As still best seen in FIG. 6, extending laterally inward into a portion of the bottom wall of housing 44 radially opposite openings 56, 58, 60 and 62 is a recess 74 which accommodates lever 40 and a spur gear 76 formed on the lower end of lever 40. Gear 76 includes an outwardly projecting shaft 78 which seats within a mating well 80 formed into the rear of the bottom wall of housing 44. An idler gear 82 is disposed within recess 74 and, extending through an O-ring 84, has a shaft 86 which is coupled to the corresponding shaft 87 of another idler gear 88. Shaft 86 extends through appropriate opening 90 formed in the bottom wall of housing 44 located centrally in the bottom of recess 74.

In turn nested within housing 44 is a flow director 91. Flow director 91 is generally in the shape of a disc that has a rear wall 92 and a front wall 94. Projecting rearwardly from the center of wall 92 is a shaft 93 which projects slidably through opening 50 and hole 22 into well 24. The outer end portion of shaft 93 is threaded to receive a nut 94 which is tightened against a pair of lock washers 96 in order to secure together in combinational relationship the parts thus far discussed while yet permitting housing 44 to be rotated about the central axis relative to base plate 20; depending upon degree of resilency, only one washer 96 may be required. An O-ring 98 is seated within a corresponding groove in shaft 93 located within opening 50 when the parts are assembled. Sandwiched between rear wall 92 of director 91 and the facing portion of the bottom wall of housing 44 is a circular washer 100 of rubber or other resilient material (see FIG. 24). Washer 100 has a succession of openings 102, 104, 106 and 108 distributed in a band and individually in respective correspondence with openings 56, 58, 60 and 62 in housing 44. Also formed in washer 100 is a central opening 110 to accommodate shaft 92 and an opening 112 which accepts shaft 86 on idler gear 82. A pair of further openings 114 in washer 100 are aligned with a corresponding pair of wells 116 in housing 44 as well as with an also corresponding pair of openings 118 which extend through director 91. Upon assembly, a respective pair of pins 120 are cemented or otherwise staked in place so as to fix the rotative position of director 91 relative to housing 44. Another opening 122 extends through director 91 and is in alignment with opening 90 so as to receive shafts 86 and 87. Surrounding shaft 87 and seated within a corresponding counterbore within one end of opening 122 is a resilient O-ring 124.

Aligned with openings 56 and 102 is a channel 126 (FIGS. 8 and 11) recessed into wall 92 and leading to a central opening 128 formed in front wall 94 of director 91. Aligned with openings 58 and 104 is a passageway 130 (FIGS. 6 and 11) which tapers downwardly into wall 92 and outwardly through a segment of the periphery of director 91. Passageway 130 is aligned at its external end with a longitudinal channel 132 formed into the interior of flange 46 and leading to a manifold 34 which communicates with the inner end of each of slots 54.

[Stored records]
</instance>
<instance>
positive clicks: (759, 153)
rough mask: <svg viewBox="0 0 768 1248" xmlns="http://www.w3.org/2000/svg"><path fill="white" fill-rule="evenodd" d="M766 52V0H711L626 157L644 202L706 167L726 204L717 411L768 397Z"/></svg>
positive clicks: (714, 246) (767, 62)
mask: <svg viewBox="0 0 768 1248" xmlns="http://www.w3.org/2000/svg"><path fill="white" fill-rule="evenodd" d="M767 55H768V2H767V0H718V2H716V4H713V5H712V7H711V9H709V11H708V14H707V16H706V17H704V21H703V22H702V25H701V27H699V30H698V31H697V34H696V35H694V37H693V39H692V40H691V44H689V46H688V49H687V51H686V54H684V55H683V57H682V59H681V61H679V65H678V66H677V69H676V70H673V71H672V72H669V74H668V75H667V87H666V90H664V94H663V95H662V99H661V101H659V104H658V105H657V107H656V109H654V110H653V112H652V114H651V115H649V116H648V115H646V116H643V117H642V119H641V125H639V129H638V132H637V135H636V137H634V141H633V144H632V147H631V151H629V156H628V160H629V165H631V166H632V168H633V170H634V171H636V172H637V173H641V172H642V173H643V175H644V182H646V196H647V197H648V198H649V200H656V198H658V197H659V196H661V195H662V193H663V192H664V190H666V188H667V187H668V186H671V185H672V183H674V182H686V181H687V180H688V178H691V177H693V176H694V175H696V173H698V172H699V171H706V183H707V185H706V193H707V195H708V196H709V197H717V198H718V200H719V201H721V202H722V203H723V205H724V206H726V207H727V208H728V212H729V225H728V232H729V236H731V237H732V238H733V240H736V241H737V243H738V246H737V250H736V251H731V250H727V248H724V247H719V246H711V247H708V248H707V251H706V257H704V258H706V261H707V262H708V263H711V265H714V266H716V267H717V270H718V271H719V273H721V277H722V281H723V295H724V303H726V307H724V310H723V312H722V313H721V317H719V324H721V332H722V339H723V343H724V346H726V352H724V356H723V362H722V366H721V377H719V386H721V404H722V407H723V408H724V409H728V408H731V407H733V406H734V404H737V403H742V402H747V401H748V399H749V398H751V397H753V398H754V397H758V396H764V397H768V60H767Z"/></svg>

§ QUESTIONS TO ANSWER:
a - In the passage on the housing and flow director, what material is washer 100 made of?
b - Carry on the passage about the housing and flow director from its last sentence.

§ ANSWERS TO THE EXERCISE:
a - Rubber or another resilient material.

b -
A recess 136 formed into wall 92 is aligned with openings 60 and 106 (FIGS. 7 and 11). The bottom wall of recess 136 is formed through director 91 along its external periphery so as to communicate with a slot 138 formed as a narrow segmental band defined in wall 94 near its external periphery. Finally, a still further recess 140 is formed into wall 92 in alignment with openings 62 and 108 (FIGS. 9 and 11). Extending from the bottom wall of recess 140 directly on through the bottom wall of housing 44 is a small hole 142.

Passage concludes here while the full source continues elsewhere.